= 文本节选 =
········

我们正在把一个鲜活的东西扔到“博物馆”。
在扔进去之前,我们将其肢解。就像博物馆学所必备的理解方式一样,把活动的、整体的东西敲打成了碎片,并用种类、年代、语言、学科等逻辑予以分类。准备工作完成之后,便小心翼翼将它们陈列在暗黄色的射灯下,等待来来往往的人们参观乃至膜拜。
那个鲜活的东西叫作移动互联,我们将其粉碎并分门别类地供奉起来,自以为只有这样才能看得明明白白。
那些被供奉的,我们授予了它们封号。“数据为王”“体验为王”“场景为王”“内容为王”“生态为王”“用户为王”等,这些主张不断被人提出来,都试图从某种程度上证明,只要把握了这个概念,就能够把握住移动互联的时代脉搏,就能在这发展浪潮中勇立潮头。移动互联就在这声声迷狂的呐喊中被体验成了无数个分支,供人们埋头深挖和吹捧压榨;在它们背后,是名为广告、大数据、社交媒体、用户黏性、产品运营、人工智能的一个个孤立命题。移动互联的整体性,反而成了某种先验的概念,被理所当然地引入这些单一的论述当中。

········

= 工作数据 =
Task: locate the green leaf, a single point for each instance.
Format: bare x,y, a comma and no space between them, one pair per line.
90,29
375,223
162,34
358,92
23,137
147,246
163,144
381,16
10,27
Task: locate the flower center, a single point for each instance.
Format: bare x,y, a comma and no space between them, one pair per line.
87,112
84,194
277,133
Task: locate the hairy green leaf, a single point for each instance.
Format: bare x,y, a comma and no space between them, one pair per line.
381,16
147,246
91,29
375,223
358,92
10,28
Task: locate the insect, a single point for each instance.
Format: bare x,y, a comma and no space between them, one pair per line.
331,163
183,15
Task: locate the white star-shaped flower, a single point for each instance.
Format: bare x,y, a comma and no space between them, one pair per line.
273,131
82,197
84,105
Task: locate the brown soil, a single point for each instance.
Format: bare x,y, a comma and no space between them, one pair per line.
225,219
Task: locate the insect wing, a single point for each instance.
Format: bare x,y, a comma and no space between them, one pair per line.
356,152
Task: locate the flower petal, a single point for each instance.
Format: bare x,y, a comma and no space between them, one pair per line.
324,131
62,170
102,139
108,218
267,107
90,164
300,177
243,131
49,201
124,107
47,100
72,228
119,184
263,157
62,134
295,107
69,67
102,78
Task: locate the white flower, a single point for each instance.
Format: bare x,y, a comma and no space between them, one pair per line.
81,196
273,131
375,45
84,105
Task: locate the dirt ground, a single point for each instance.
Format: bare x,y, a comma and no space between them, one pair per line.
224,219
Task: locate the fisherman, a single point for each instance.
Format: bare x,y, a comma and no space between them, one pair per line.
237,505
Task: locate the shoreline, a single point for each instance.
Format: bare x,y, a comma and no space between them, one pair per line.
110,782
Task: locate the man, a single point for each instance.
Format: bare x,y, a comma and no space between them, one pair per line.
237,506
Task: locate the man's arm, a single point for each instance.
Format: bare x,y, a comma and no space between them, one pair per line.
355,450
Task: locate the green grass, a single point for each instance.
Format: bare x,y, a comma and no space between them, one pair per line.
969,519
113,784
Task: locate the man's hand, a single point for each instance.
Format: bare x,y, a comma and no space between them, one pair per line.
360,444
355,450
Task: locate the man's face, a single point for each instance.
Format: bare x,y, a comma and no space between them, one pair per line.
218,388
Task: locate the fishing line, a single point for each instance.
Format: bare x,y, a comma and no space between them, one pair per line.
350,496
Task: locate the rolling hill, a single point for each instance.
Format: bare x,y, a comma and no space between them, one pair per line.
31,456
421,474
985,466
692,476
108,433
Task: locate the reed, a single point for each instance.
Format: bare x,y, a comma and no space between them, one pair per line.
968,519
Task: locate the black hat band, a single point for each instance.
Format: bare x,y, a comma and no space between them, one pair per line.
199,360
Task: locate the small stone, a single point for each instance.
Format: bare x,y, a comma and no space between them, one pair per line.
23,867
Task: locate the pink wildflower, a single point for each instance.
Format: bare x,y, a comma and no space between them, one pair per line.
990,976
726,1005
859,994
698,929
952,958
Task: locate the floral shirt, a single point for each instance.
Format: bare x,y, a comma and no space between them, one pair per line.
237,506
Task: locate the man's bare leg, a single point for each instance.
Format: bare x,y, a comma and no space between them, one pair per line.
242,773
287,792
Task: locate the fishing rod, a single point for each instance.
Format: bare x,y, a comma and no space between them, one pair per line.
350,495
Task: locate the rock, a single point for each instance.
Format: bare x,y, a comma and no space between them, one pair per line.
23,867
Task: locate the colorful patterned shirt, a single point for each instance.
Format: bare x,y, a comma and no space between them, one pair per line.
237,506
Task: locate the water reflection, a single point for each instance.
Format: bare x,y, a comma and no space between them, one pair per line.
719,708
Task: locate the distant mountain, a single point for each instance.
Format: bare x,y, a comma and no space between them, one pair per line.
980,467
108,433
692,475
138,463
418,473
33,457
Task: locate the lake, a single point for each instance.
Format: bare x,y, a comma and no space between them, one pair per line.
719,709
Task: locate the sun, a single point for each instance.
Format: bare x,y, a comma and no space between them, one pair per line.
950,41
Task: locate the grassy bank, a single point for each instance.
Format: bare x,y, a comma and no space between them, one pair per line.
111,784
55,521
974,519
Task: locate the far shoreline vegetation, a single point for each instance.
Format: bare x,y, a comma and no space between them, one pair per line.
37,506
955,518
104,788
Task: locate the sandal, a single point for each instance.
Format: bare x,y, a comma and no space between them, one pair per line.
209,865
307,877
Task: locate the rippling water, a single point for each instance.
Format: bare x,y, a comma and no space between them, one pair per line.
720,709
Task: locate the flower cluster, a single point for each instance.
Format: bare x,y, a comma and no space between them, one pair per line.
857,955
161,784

········

= 任务目标 =
• A. 返回列表中所有含有字符串“leaf”的行,逐行照抄。
• B. 接着上面那篇谈移动互联的文字往下写,从最后一句之后开始续写。

= 书面作答 =
• A.
Task: locate the green leaf, a single point for each instance.
Task: locate the hairy green leaf, a single point for each instance.

• B.
这其中,存在着一种视角的偏颇。因为“整体性”被当作不必要甚至不科学的东西被丢弃,只有那些“可操作的”,才成了需要被理解的内容。我们决不用再问自己,移动互联这四个字究竟意味着什么,因为放眼望去,似乎总是大型平台、网络效应、黏性系统这些“凸显”的对象给我们带来了实实在在的用户和钞票,而绝非移动互联概念本身。移动互联在我们的叙事中被隐匿了起来,人们踩着它,在那些“凸显”命题中高歌猛进,恨不得把移动互联这个范畴远远抛下来,以证明自己走在时代的前列。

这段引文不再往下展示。